Top of EXERCISE INPUTS
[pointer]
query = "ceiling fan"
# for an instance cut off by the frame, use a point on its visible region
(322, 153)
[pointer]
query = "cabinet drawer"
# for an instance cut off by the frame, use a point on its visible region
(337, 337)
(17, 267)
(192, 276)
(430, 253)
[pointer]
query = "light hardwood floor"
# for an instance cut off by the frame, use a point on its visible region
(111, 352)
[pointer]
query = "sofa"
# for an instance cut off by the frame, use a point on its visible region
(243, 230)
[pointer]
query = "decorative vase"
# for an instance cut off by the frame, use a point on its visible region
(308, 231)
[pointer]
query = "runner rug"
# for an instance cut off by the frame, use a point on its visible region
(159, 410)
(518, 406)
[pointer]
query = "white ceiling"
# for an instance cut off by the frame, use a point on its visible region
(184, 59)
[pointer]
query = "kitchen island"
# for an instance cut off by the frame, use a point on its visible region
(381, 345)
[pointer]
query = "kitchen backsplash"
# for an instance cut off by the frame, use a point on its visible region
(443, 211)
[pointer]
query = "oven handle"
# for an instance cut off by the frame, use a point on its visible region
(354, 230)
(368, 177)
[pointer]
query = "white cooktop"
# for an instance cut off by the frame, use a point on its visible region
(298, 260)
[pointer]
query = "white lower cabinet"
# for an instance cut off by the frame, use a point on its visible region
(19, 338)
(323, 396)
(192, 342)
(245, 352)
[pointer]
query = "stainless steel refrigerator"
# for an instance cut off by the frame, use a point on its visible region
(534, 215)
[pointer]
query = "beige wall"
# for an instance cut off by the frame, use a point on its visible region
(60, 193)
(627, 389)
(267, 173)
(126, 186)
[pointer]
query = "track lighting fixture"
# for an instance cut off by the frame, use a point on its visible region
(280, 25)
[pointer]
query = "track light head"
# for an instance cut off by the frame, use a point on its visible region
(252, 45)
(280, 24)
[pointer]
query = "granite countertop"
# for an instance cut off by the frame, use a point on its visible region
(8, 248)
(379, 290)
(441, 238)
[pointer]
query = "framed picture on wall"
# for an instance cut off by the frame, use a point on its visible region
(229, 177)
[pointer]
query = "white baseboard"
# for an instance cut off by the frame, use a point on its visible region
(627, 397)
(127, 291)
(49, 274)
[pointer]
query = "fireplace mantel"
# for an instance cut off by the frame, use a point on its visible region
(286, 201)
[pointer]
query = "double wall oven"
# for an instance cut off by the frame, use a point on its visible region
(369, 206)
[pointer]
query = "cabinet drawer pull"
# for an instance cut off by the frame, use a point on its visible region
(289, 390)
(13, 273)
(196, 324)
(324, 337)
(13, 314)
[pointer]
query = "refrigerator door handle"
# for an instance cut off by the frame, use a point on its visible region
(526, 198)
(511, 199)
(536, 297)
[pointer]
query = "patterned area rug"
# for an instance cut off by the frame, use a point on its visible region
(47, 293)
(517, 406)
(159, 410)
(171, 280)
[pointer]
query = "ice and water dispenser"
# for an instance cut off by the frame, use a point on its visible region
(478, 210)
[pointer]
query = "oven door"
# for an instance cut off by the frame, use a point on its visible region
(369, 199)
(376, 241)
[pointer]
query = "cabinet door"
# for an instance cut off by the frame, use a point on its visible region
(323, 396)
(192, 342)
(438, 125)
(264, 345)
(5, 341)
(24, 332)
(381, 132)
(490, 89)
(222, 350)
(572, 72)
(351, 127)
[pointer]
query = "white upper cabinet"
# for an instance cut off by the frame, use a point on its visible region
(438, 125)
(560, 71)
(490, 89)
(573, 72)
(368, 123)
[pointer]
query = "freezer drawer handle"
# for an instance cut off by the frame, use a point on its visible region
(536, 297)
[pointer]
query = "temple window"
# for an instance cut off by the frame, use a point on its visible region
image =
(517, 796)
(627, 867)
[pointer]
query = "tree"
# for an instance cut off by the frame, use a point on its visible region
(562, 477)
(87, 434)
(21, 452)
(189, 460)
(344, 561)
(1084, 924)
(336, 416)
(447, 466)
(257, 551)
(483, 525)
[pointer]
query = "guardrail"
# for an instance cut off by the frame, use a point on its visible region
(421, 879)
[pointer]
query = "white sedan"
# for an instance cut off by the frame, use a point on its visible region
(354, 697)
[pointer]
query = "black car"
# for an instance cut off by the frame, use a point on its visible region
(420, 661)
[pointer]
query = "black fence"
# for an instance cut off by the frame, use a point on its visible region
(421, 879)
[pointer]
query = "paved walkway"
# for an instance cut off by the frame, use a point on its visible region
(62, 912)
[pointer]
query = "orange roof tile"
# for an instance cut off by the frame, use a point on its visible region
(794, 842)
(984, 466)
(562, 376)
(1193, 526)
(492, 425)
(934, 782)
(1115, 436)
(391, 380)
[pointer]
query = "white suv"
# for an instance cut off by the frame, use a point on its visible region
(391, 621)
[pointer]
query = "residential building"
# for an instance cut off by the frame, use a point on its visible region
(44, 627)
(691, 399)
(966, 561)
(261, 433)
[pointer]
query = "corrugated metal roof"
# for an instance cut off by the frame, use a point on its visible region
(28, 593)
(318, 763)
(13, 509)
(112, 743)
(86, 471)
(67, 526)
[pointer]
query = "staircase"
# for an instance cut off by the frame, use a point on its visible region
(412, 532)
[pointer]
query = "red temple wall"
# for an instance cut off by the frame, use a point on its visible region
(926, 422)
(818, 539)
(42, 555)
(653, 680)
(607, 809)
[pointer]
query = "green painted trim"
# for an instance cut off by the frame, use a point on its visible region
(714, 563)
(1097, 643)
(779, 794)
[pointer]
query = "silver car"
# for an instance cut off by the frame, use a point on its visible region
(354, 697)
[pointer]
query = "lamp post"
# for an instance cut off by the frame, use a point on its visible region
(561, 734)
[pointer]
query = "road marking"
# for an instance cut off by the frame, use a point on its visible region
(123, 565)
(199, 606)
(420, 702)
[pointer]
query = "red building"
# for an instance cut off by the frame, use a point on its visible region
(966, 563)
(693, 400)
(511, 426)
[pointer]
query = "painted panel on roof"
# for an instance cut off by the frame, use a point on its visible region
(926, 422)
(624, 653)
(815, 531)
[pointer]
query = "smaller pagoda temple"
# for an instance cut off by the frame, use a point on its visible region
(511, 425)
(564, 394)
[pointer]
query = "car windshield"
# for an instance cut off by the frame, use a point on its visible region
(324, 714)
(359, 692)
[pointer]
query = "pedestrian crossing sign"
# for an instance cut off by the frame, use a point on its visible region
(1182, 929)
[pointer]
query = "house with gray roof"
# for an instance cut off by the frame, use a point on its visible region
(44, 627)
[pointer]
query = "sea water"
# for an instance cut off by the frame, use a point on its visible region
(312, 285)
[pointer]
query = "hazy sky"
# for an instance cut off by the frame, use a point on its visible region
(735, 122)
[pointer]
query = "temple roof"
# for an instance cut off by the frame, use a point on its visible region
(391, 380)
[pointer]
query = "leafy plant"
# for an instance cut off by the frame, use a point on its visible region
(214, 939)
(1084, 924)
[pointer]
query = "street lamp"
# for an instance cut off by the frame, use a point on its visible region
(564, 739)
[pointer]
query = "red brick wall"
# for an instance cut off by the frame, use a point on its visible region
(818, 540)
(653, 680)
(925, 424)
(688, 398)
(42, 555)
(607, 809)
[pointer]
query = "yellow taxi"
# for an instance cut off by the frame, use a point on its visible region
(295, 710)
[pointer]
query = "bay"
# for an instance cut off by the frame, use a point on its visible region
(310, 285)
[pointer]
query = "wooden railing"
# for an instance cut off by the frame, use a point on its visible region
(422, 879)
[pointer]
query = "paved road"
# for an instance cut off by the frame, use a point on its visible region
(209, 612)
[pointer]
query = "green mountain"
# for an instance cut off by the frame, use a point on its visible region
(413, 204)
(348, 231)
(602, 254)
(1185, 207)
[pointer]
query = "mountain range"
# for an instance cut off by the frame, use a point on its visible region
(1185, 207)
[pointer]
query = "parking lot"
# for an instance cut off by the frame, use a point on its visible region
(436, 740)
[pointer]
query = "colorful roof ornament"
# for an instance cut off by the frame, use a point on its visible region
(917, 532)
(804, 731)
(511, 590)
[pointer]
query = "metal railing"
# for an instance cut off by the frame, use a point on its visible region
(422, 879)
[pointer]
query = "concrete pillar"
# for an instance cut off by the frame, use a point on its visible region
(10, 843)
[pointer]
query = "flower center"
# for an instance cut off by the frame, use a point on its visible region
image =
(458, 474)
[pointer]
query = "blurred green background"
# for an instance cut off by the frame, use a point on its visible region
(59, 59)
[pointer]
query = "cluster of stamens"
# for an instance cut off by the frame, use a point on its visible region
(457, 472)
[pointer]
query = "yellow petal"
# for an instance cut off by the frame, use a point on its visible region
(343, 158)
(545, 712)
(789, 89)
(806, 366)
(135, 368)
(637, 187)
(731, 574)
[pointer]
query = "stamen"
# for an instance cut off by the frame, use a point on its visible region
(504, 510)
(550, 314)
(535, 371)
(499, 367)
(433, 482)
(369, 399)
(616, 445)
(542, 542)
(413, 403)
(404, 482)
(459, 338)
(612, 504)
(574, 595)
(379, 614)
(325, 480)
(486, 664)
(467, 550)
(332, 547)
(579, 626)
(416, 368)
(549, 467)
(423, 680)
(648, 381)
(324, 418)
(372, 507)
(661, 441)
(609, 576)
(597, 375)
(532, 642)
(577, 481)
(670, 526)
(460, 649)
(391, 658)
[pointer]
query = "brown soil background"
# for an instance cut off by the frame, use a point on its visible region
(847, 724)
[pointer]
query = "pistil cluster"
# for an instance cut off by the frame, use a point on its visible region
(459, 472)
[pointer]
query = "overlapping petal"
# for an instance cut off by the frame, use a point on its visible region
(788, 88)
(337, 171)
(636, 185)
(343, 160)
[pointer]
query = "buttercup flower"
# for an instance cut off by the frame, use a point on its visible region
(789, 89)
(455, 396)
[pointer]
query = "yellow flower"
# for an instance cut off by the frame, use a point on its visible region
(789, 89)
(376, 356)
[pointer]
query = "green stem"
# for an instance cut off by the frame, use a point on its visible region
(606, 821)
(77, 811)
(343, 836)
Bottom of EXERCISE INPUTS
PROBLEM TO SOLVE: Where a line in the material contains "drawer", copy that line.

RESULT FOR THIS TASK:
query = "cabinet drawer"
query = "cabinet drawer pull"
query = "freezer drawer handle"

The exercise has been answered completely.